··· Quoted passage ···
Focusrite Scarlett Solo 4th Gen. Image: Focusrite

Review Overview

Our rating


Our verdict

Perfect combo of inputs for singer-songwriters
No distraction, easy-to-use modus operandi
Re-engineered Air mode more flexible and useable than previously
Improved Gain Halo lighting on gain control knobs
Good value all-in-one recording solution

No Air mode on line/instrument input
Volume level of direct monitoring signals can’t be adjusted

Sometimes simple is best. Just ask Lewis Capaldi. No, we aren’t suggesting Lewis is simple, but that the singer-with-a-guitar pathway he follows pares away all of the layers of production complexity to leave nothing but the purest, simplest expression of the original musical idea. There are many would-be Lewises strumming and singing away in home studios across the land, and for years they have been well-served by Focusrite’s Scarlett Solo, an audio interface that perfectly meets the needs of the singer-songwriters, podcasters and streamers.

READ MORE: Focusrite’s Scarlett 4i4 is designed for the new generation of recording artists

With Focusrite recently launching the fourth generation of its Scarlett interfaces, we’ve been in a Rush to give the new Scarlett Solo a Tough test to ensure its improvements aren’t Pointless.

Focusrite Scarlett Solo 4th Gen
Focusrite Scarlett Solo 4th Gen. Image: Focusrite

Guitar and vocals

What makes the Scarlett Solo such a strong match for singer-songwriters is its arrangement of two input channels, with one 6.35mm jack input for line/instrument signals and one XLR input for mics. Obviously, this is ideal for recording guitar and vocal mic at the same time, but is also useful for recording DI’d guitar and mic’d guitar amp simultaneously, not to mention many other solo recording tasks. The recording of stereo signals is a problem, of course, but you can work around this with a DI box.
··· Recorded information ···
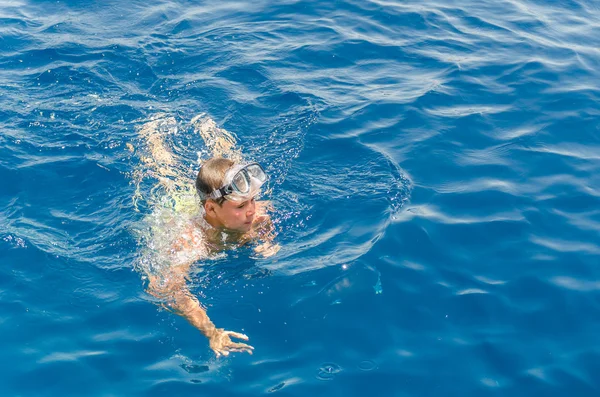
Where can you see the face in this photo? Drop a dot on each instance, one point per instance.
···
## [Required task 1]
Please rewrite the Scarlett Solo review between "With Focusrite recently" and "with a DI box.", inclusive, putting "vocalists" in place of "singer-songwriters".
## [Required task 2]
According to the Scarlett Solo review, what are the interface's two input channels?

## [Written answer 1]
With Focusrite recently launching the fourth generation of its Scarlett interfaces, we’ve been in a Rush to give the new Scarlett Solo a Tough test to ensure its improvements aren’t Pointless.

Focusrite Scarlett Solo 4th Gen
Focusrite Scarlett Solo 4th Gen. Image: Focusrite

Guitar and vocals

What makes the Scarlett Solo such a strong match for vocalists is its arrangement of two input channels, with one 6.35mm jack input for line/instrument signals and one XLR input for mics. Obviously, this is ideal for recording guitar and vocal mic at the same time, but is also useful for recording DI’d guitar and mic’d guitar amp simultaneously, not to mention many other solo recording tasks. The recording of stereo signals is a problem, of course, but you can work around this with a DI box.

## [Written answer 2]
One 6.35mm jack input for line/instrument signals and one XLR input for mics.